→ Exercise requirements:
Could you rewrite only the records starting with the line containing "Medical imaging task — a pathologist needs the location of sign" and going on through the line containing "[0,155,139,249]", both ends included, keeping every request line and offsetting each coordinate in the answers by 132?

>> BEGIN

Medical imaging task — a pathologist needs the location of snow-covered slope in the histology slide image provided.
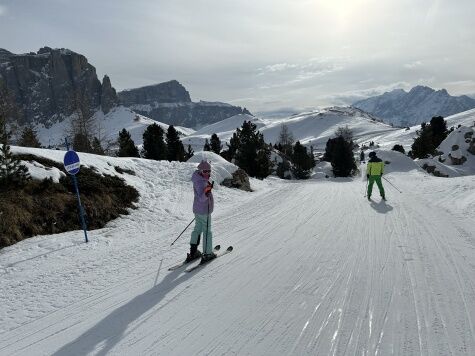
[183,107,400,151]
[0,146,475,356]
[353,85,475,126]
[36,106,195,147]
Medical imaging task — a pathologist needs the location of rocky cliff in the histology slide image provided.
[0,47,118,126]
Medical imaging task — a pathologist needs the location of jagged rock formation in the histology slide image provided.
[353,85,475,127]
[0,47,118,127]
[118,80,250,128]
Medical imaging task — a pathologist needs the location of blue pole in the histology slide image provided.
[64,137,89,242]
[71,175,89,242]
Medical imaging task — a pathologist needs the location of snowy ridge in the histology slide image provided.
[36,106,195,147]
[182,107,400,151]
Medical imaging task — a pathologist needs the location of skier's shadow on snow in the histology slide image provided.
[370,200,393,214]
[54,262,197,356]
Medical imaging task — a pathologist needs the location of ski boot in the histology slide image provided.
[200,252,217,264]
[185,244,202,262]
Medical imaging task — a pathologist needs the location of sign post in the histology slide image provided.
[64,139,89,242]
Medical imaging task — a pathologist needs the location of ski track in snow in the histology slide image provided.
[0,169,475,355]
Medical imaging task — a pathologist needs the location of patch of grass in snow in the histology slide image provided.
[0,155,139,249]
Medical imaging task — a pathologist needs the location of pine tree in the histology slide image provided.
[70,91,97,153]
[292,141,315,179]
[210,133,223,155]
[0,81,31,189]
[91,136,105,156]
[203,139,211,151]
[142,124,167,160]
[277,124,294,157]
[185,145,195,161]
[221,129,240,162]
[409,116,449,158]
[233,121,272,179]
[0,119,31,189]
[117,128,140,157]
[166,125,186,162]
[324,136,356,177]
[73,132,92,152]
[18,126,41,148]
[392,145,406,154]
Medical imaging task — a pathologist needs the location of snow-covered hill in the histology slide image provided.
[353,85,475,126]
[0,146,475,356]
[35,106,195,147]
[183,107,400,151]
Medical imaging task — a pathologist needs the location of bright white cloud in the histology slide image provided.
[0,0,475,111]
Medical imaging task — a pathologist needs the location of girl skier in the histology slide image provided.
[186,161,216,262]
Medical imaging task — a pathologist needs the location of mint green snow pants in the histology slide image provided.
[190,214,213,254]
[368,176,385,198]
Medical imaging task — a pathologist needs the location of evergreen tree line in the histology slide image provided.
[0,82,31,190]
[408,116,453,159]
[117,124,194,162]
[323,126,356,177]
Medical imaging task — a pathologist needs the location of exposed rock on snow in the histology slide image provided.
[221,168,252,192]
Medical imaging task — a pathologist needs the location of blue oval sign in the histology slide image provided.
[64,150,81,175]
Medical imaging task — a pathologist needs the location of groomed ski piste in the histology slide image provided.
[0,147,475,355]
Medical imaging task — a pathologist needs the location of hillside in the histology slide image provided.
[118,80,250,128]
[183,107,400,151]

>> END
>> BEGIN

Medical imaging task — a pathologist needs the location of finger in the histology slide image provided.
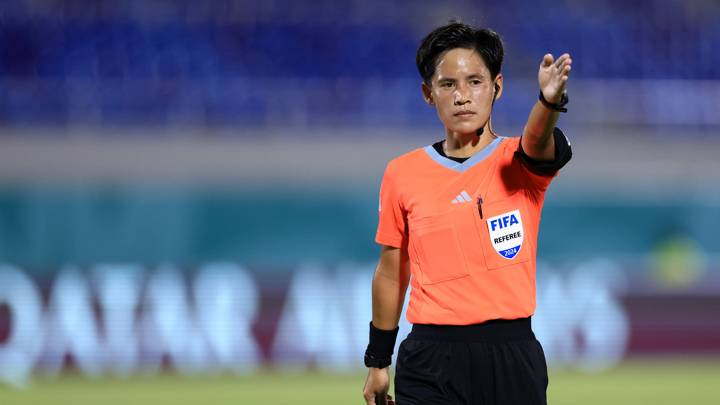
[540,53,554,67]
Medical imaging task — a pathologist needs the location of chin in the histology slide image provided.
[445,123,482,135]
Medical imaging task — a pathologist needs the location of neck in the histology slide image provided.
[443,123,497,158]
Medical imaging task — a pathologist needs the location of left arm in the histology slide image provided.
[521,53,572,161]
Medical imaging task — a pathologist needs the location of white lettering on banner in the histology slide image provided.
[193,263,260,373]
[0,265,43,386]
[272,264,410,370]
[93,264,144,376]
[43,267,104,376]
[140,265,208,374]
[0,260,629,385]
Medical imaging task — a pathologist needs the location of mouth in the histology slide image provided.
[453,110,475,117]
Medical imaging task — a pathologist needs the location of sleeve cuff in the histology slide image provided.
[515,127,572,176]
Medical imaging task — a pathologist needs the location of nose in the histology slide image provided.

>> END

→ Solution for this problem:
Medical imaging task — a pathologist needs the location of sign post in the histology slide image provided.
[196,271,221,374]
Medical imaging task — a pathologist needs the location of ski track in snow in the histology slide image provided.
[132,301,607,487]
Medical imaging task — a pathologist needs the location of patch of grass in snow in the histology slide image provided.
[132,287,271,381]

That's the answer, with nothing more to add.